Do this:
In the text on rewriting a·cos θ ± b·sin θ as a single sine, why is the expression multiplied by √(a²+b²)/√(a²+b²)? Answer in one to three sentences.

─── Document ───

Occasionally, it might be useful to do as the title here suggests.

Two examples that spring to mind include:

  • solving a\cdot\cos\theta\pm b\cdot\sin\theta=c for \theta (relative velocity example with - below)
  • maximising a\cdot\cos\theta\pm b\cdot\sin\theta without the use of calculus

a\cdot \cos\theta- b\cdot\sin\theta

Note first of all the similarity between:

\displaystyle a\cdot \cos\theta-b\cdot \sin \theta\sim \sin\phi\cos\theta-\cos\phi\sin\theta.

This identity is in the Department of Education formula booklet.

The only problem is that a and b are not necessarily sines and cosines respectively. Consider them, however, as opposites and adjacents to an angle in a right-angled-triangle as shown:

triangle

Using Pythagoras Theorem, the hypotenuse is \sqrt{a^2+b^2} and so if we multiply our expression by \displaystyle \frac{\sqrt{a^2+b^2}}{\sqrt{a^2+b^2}} then we have something:

\displaystyle \frac{\sqrt{a^2+b^2}}{\sqrt{a^2+b^2}}\cdot \left(a\cdot \cos\theta- b\cdot\sin\theta\right)

\displaystyle=\sqrt{a^2+b^2}\cdot \left(\frac{a}{\sqrt{a^2+b^2}}\cos\theta-\frac{b}{\sqrt{a^2+b^2}}\sin\theta\right)

=\sqrt{a^2+b^2}\cdot \left(\sin\phi\cos\theta-\cos\phi\sin\theta\right)=\sqrt{a^2+b^2}\sin(\phi-\theta).

Similarly, we have

a\cdot\cos\theta+b\cdot \sin\theta=\sqrt{a^2+b^2}\sin(\phi+\theta),

where \displaystyle\sin\phi=\frac{a}{\sqrt{a^2+b^2}}.

Example

A girl wishes to cross a river, which is 20 m wide, in a boat. The river flows with speed 5 m/s. The boat can travel at 4 m/s in still water. The girl wishes to land on the opposite side at a point which is 21 m downstream. Find the time taken.

[Example 4.8, Fundamental Applied Maths, 2nd Edition, Oliver Murphy]

Solution: The scenario looks as follows:

river

The boat must head out at an \theta such that V_B=V_{BR}+V_R is in the direction as shown.

If

|V_{BR}|=4, then V_{BR}=4\cos\theta\, \hat{\textbf{\i}}+4\sin \theta\,\hat{\textbf{\j}}.

Therefore

V_B=5\hat{\textbf{\i}}+4\cos\theta\, \hat{\textbf{\i}}+4\sin \theta\,\hat{\textbf{\j}}=(5+4\cos\theta)\,\hat{\textbf{\i}}+4\sin \theta\,\hat{\textbf{\j}}.

─── Raw data ───

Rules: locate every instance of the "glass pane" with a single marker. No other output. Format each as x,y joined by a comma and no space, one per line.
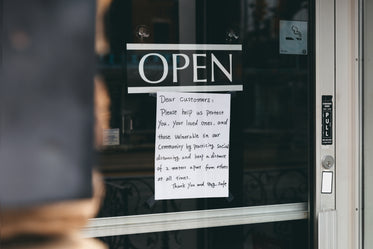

───

Full solution:
The coefficients a and b are not necessarily a sine and a cosine, so the text treats them as the opposite and adjacent sides of a right-angled triangle, whose hypotenuse is √(a²+b²) by Pythagoras' Theorem. Multiplying by √(a²+b²)/√(a²+b²) turns the coefficients into a/√(a²+b²) = sin φ and b/√(a²+b²) = cos φ. The bracket then matches the formula-booklet identity sin φ cos θ − cos φ sin θ and becomes √(a²+b²) sin(φ − θ).